Take the line that contains "TARGET = horse back" and each line after it in the material below, and transcribe them exactly, stopping at the end.
___ ROWS ___
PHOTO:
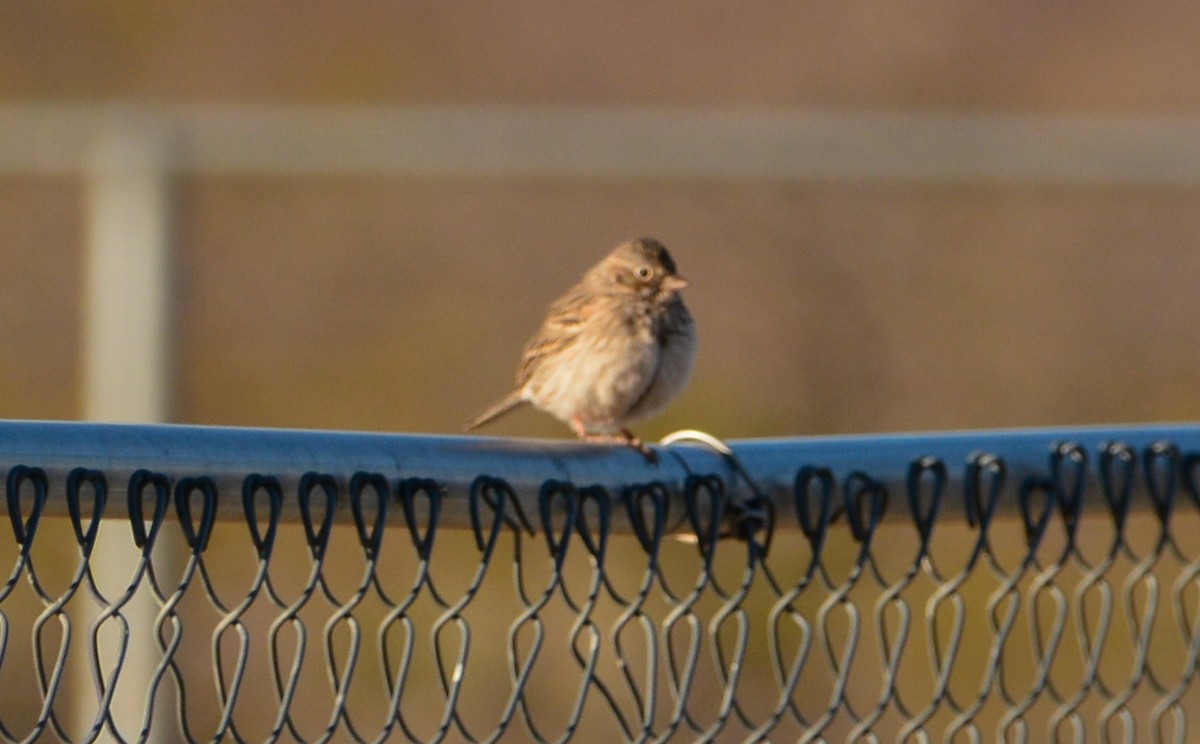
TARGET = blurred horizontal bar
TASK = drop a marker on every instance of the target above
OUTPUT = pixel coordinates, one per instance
(619, 143)
(228, 455)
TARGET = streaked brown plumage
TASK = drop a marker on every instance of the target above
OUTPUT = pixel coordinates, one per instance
(615, 349)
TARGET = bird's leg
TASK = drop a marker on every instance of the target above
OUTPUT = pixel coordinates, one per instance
(580, 430)
(637, 444)
(624, 437)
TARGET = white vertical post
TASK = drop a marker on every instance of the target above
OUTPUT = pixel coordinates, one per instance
(126, 377)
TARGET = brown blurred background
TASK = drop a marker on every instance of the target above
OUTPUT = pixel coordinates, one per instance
(400, 303)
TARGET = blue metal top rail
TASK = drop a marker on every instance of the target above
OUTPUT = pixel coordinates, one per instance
(227, 455)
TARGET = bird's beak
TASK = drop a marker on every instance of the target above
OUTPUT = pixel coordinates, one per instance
(675, 282)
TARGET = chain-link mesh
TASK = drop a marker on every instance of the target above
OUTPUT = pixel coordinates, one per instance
(952, 601)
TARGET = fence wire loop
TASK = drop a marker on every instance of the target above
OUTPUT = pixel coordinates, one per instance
(647, 507)
(865, 502)
(370, 538)
(753, 519)
(924, 507)
(820, 629)
(1117, 471)
(981, 498)
(197, 535)
(498, 496)
(706, 519)
(595, 538)
(409, 491)
(317, 534)
(87, 535)
(1188, 466)
(1037, 499)
(251, 486)
(139, 481)
(1161, 463)
(814, 514)
(24, 528)
(558, 538)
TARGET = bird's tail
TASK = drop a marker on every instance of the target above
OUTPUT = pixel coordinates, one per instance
(498, 409)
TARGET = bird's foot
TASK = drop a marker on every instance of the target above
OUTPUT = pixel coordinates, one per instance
(624, 437)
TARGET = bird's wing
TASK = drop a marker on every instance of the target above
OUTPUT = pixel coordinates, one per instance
(561, 329)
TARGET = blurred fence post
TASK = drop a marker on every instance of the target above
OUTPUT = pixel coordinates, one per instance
(127, 315)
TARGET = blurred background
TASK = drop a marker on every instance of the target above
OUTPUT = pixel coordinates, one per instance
(893, 220)
(322, 280)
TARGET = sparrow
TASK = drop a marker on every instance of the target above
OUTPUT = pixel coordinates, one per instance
(615, 349)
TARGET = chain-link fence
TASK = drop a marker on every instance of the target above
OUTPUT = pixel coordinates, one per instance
(191, 583)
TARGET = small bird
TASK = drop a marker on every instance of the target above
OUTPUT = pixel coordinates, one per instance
(615, 349)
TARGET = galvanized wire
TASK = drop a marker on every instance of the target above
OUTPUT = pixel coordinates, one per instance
(955, 598)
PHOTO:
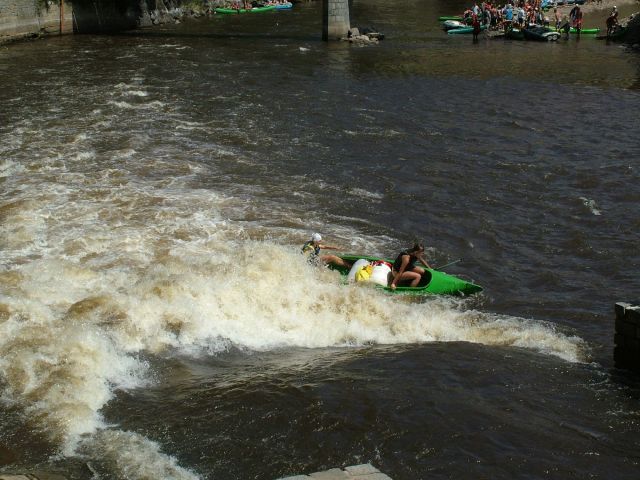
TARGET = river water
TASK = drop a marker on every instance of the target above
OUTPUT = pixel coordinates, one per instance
(158, 321)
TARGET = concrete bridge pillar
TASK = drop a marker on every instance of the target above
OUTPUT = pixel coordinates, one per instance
(335, 19)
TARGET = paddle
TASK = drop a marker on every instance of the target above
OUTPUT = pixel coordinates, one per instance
(447, 265)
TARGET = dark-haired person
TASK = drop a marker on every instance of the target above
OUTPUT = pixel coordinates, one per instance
(312, 250)
(404, 270)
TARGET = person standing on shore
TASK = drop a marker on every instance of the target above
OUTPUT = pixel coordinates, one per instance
(508, 18)
(612, 21)
(476, 27)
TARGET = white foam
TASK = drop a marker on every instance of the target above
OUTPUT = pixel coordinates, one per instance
(133, 456)
(98, 268)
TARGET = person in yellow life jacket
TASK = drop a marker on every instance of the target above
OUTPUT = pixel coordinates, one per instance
(313, 247)
(403, 269)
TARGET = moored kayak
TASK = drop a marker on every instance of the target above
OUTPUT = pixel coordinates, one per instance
(229, 11)
(542, 34)
(434, 282)
(463, 30)
(583, 31)
(451, 24)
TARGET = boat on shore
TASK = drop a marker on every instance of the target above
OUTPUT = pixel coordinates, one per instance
(433, 282)
(582, 31)
(464, 30)
(540, 34)
(231, 11)
(451, 24)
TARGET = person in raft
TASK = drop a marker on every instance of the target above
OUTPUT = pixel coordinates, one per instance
(404, 270)
(312, 250)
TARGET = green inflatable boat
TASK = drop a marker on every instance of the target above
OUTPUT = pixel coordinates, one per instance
(464, 30)
(584, 31)
(433, 281)
(230, 11)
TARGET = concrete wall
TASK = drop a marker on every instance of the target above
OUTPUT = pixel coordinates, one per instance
(335, 19)
(626, 353)
(19, 18)
(98, 16)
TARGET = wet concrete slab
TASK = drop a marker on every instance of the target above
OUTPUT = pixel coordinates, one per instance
(356, 472)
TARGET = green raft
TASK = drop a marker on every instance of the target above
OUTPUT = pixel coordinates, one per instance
(229, 11)
(433, 281)
(584, 31)
(464, 30)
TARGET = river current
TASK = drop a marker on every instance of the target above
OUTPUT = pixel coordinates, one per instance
(158, 321)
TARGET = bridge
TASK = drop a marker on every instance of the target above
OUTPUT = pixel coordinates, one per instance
(20, 18)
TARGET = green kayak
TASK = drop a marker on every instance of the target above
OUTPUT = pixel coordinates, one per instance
(584, 31)
(433, 281)
(229, 11)
(463, 30)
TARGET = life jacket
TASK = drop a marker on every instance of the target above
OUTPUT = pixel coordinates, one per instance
(310, 249)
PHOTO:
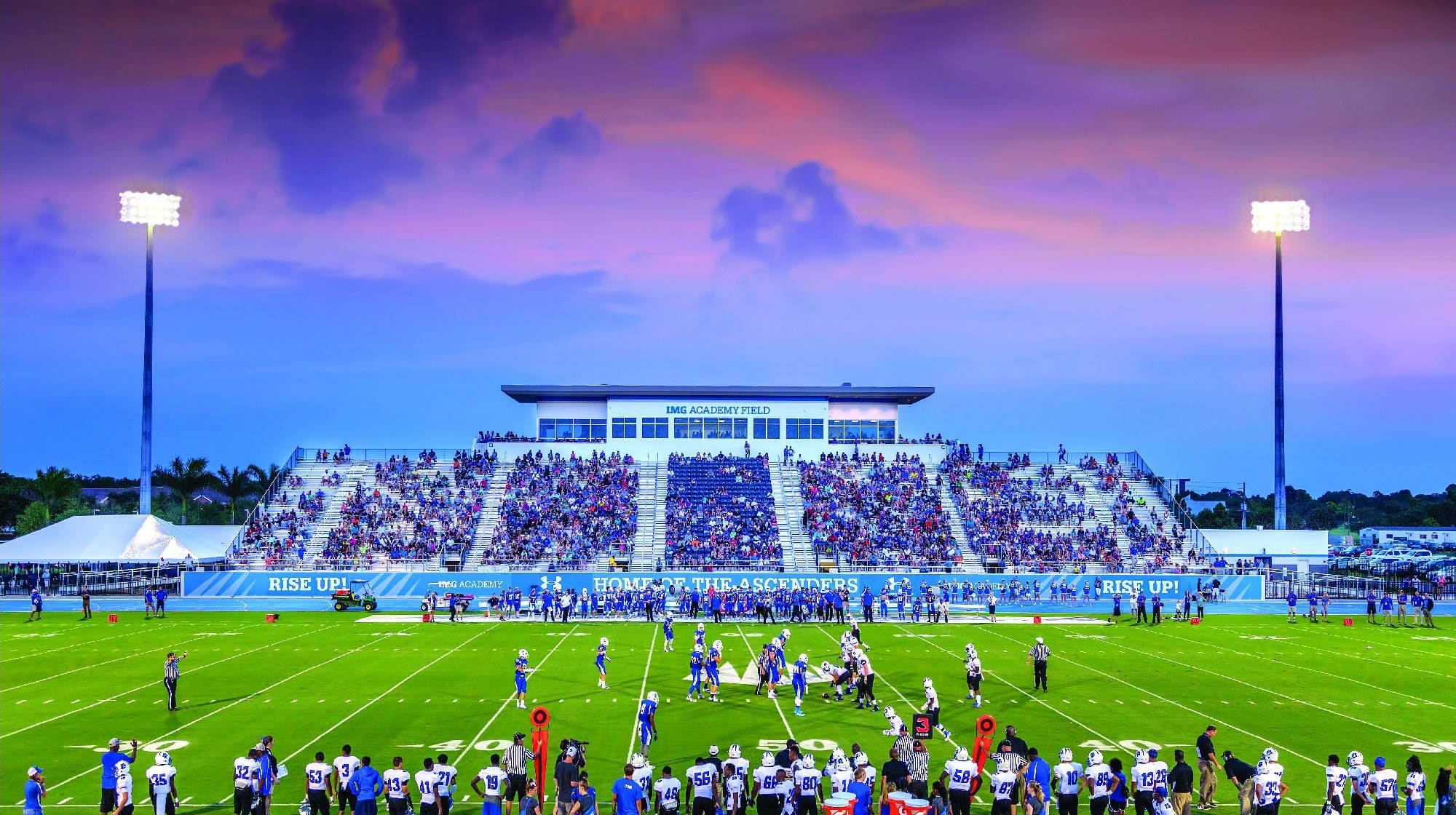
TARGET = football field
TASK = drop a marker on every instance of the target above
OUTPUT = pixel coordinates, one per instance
(389, 686)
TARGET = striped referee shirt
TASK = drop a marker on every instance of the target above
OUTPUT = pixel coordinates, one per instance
(516, 759)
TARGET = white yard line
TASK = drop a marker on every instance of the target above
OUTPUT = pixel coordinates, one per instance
(882, 680)
(360, 709)
(643, 691)
(149, 685)
(509, 701)
(145, 653)
(215, 712)
(1308, 669)
(753, 660)
(1176, 704)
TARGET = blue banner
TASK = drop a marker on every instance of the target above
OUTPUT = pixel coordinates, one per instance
(419, 584)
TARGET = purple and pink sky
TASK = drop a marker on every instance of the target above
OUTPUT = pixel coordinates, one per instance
(391, 207)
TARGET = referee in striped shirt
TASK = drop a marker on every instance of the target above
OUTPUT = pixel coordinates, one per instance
(171, 670)
(516, 759)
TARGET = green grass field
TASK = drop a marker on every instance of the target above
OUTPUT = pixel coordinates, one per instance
(318, 680)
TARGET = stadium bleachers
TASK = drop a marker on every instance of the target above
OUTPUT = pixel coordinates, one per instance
(720, 512)
(577, 506)
(870, 512)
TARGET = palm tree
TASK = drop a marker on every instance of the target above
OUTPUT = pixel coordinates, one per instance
(53, 488)
(186, 480)
(237, 484)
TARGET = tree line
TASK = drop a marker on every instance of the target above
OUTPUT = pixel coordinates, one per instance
(55, 494)
(1342, 512)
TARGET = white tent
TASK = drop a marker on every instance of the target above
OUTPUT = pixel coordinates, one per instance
(119, 539)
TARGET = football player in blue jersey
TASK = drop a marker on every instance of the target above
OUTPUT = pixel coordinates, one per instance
(711, 663)
(522, 661)
(802, 683)
(647, 723)
(602, 664)
(695, 686)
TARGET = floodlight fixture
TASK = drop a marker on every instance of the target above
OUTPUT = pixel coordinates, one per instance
(1279, 218)
(154, 210)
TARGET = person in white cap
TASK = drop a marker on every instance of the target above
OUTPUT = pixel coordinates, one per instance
(1037, 657)
(34, 791)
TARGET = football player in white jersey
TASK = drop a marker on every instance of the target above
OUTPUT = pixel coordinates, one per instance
(933, 708)
(1415, 788)
(641, 771)
(736, 792)
(1336, 778)
(245, 782)
(445, 784)
(957, 778)
(809, 788)
(668, 794)
(397, 788)
(318, 785)
(344, 768)
(895, 723)
(769, 788)
(1359, 778)
(427, 782)
(1100, 782)
(162, 785)
(1004, 785)
(737, 762)
(1067, 778)
(1269, 788)
(973, 675)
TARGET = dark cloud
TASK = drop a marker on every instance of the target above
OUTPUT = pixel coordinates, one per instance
(560, 142)
(443, 44)
(306, 106)
(802, 219)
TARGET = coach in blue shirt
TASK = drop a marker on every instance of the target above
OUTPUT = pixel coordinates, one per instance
(366, 785)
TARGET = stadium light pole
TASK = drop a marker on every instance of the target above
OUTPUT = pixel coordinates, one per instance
(1279, 218)
(154, 210)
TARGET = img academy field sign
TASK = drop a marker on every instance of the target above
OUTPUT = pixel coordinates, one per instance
(419, 584)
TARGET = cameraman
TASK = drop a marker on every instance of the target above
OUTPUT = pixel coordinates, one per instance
(516, 759)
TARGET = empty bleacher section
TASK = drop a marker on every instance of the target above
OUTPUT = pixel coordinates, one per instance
(871, 512)
(721, 513)
(564, 512)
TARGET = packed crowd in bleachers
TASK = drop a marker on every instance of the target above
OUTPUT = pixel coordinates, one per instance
(873, 512)
(411, 510)
(566, 510)
(720, 510)
(1027, 523)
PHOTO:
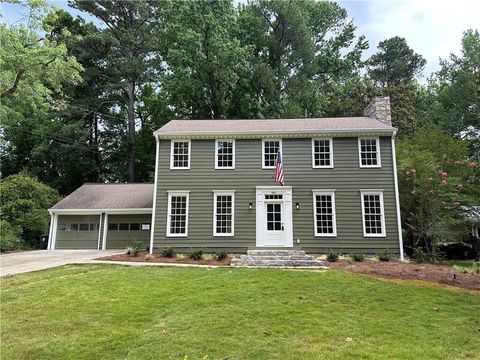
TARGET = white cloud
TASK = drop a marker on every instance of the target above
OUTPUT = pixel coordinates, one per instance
(432, 28)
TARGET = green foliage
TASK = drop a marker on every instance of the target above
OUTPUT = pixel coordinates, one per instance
(358, 257)
(384, 255)
(221, 255)
(333, 256)
(168, 252)
(24, 207)
(196, 254)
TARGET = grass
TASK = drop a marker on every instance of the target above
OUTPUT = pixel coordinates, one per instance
(117, 312)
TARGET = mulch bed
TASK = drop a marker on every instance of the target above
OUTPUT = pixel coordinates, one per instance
(162, 259)
(441, 274)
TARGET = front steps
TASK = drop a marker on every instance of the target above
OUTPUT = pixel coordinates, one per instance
(277, 258)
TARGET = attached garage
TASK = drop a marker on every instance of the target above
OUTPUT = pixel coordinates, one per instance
(102, 216)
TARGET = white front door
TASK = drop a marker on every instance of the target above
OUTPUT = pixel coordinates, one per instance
(274, 216)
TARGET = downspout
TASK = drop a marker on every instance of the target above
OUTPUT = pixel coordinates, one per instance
(397, 198)
(154, 204)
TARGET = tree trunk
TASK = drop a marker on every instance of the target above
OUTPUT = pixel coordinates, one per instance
(131, 130)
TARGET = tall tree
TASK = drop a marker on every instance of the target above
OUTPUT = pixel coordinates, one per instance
(301, 50)
(132, 60)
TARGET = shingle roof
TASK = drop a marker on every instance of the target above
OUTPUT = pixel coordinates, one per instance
(108, 196)
(267, 126)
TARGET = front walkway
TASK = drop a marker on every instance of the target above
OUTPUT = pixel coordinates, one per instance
(27, 261)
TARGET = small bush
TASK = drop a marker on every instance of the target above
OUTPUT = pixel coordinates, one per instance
(332, 256)
(418, 255)
(207, 257)
(180, 256)
(384, 255)
(136, 247)
(221, 255)
(168, 252)
(196, 254)
(358, 257)
(149, 257)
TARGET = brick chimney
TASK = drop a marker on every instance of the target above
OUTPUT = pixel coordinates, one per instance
(379, 109)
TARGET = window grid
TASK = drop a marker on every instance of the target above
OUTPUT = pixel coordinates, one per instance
(322, 153)
(373, 220)
(225, 151)
(270, 150)
(178, 215)
(223, 216)
(180, 155)
(369, 152)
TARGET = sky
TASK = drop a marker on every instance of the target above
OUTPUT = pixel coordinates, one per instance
(432, 28)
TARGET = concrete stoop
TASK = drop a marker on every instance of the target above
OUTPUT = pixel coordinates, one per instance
(277, 258)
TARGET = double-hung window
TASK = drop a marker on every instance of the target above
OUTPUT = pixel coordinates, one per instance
(269, 152)
(177, 217)
(324, 213)
(180, 154)
(223, 213)
(224, 154)
(373, 213)
(369, 152)
(322, 153)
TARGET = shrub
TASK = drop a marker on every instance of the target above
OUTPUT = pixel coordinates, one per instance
(384, 255)
(358, 257)
(196, 254)
(332, 256)
(221, 255)
(180, 257)
(136, 247)
(207, 257)
(149, 257)
(168, 252)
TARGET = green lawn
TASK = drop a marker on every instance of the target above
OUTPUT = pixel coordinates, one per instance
(117, 312)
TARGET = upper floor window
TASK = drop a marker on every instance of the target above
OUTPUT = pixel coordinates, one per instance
(180, 154)
(322, 153)
(177, 217)
(373, 213)
(224, 154)
(369, 152)
(269, 152)
(324, 213)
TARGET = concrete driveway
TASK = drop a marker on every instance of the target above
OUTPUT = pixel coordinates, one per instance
(27, 261)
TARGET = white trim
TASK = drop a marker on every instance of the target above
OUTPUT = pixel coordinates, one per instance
(259, 134)
(105, 232)
(263, 152)
(215, 194)
(334, 212)
(169, 212)
(397, 200)
(379, 157)
(155, 184)
(286, 191)
(99, 211)
(189, 153)
(330, 141)
(54, 232)
(99, 232)
(382, 208)
(216, 155)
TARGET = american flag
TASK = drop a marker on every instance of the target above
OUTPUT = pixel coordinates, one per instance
(279, 169)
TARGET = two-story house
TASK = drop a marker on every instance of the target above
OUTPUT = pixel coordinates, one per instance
(215, 189)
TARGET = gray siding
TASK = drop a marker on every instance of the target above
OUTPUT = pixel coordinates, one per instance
(120, 239)
(347, 178)
(77, 239)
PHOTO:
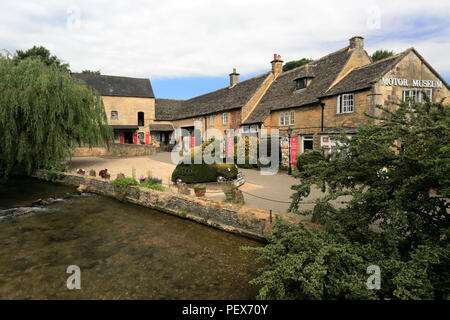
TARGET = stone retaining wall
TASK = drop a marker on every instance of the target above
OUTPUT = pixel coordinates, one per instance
(242, 220)
(116, 150)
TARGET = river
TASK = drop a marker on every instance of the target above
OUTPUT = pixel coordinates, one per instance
(123, 251)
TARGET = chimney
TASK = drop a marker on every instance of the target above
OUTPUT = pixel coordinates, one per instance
(277, 64)
(357, 42)
(234, 78)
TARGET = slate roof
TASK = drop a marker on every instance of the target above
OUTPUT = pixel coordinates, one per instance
(364, 77)
(282, 93)
(117, 86)
(161, 127)
(167, 109)
(221, 100)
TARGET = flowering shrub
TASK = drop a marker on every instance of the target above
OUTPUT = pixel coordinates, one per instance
(104, 173)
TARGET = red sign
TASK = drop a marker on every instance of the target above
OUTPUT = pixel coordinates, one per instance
(293, 150)
(230, 147)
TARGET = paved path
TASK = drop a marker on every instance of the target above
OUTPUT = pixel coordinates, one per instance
(258, 189)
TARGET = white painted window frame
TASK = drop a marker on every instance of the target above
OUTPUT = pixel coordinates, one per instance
(345, 103)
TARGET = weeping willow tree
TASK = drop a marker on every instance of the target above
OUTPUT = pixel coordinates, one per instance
(44, 114)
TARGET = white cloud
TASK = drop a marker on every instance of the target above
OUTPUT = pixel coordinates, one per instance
(159, 39)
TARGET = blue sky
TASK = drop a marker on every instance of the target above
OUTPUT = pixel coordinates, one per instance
(188, 48)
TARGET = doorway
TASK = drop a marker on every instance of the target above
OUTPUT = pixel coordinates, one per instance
(307, 143)
(128, 137)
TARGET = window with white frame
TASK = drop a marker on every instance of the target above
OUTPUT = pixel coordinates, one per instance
(254, 128)
(345, 103)
(286, 118)
(416, 95)
(225, 118)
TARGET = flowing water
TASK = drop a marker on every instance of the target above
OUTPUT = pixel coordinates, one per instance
(123, 251)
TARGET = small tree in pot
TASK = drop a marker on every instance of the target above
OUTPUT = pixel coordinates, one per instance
(200, 190)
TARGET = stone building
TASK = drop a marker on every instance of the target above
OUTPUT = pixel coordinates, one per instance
(129, 105)
(312, 100)
(338, 89)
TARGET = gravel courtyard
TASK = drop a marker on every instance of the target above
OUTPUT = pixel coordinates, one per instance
(264, 192)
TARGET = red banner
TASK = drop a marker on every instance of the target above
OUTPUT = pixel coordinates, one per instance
(293, 150)
(230, 147)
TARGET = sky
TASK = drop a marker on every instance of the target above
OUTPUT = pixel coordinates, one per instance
(187, 48)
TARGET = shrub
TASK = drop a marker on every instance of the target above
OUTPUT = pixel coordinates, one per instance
(121, 186)
(197, 173)
(149, 185)
(386, 171)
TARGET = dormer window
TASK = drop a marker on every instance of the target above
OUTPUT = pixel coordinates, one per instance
(301, 83)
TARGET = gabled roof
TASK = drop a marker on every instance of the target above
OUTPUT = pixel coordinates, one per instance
(117, 86)
(167, 109)
(282, 93)
(364, 77)
(221, 100)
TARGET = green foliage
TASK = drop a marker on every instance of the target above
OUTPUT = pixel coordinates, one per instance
(197, 173)
(296, 63)
(57, 166)
(390, 218)
(91, 72)
(199, 187)
(381, 54)
(154, 186)
(121, 186)
(44, 114)
(43, 54)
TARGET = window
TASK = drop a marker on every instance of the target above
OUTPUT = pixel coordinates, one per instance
(225, 118)
(140, 119)
(301, 83)
(254, 128)
(287, 118)
(416, 95)
(345, 103)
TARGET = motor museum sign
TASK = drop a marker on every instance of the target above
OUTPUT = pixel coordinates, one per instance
(411, 83)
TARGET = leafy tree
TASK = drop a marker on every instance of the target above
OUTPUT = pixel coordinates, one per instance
(91, 72)
(296, 63)
(393, 177)
(381, 54)
(44, 113)
(42, 53)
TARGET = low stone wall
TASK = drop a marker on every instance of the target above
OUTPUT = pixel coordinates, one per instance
(245, 221)
(116, 150)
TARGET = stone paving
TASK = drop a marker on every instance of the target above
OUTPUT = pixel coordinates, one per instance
(267, 192)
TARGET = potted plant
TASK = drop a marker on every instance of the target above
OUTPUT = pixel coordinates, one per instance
(200, 190)
(227, 188)
(105, 174)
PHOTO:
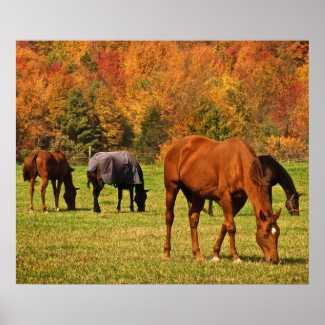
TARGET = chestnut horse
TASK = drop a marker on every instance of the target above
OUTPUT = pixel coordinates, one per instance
(219, 170)
(50, 166)
(274, 173)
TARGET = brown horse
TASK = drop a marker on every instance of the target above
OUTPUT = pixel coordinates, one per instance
(219, 170)
(50, 166)
(274, 173)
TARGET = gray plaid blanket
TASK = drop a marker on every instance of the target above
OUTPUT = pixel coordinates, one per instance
(116, 167)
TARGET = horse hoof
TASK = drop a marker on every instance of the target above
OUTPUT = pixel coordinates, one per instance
(215, 259)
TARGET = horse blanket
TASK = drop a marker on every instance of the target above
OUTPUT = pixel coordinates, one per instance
(116, 167)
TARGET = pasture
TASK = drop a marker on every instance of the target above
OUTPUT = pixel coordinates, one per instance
(84, 247)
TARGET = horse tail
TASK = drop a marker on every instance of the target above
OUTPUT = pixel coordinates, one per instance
(30, 167)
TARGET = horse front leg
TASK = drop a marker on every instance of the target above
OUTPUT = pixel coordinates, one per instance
(56, 193)
(43, 191)
(218, 244)
(170, 203)
(120, 195)
(131, 198)
(31, 193)
(236, 206)
(194, 217)
(97, 187)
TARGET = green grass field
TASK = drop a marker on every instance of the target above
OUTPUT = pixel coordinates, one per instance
(112, 248)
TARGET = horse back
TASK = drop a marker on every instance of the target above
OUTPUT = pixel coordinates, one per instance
(207, 167)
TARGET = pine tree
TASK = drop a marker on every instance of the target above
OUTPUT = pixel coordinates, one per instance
(76, 122)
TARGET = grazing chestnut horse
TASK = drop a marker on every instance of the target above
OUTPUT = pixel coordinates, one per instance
___
### ANSWER FOR THE TASK
TARGET = horse back
TASK = drop a marker on every instance of the target above
OUTPUT = pixel coordinates, one per instance
(207, 167)
TARGET = pine tree
TASK = drop a marker on every instance of the target above
OUTPUT = pixel coordinates, one per instance
(76, 122)
TARGET = grazing chestnut horse
TASK = drop a marker on every instance of the target above
OUTPUT = pixel coordinates, one per instance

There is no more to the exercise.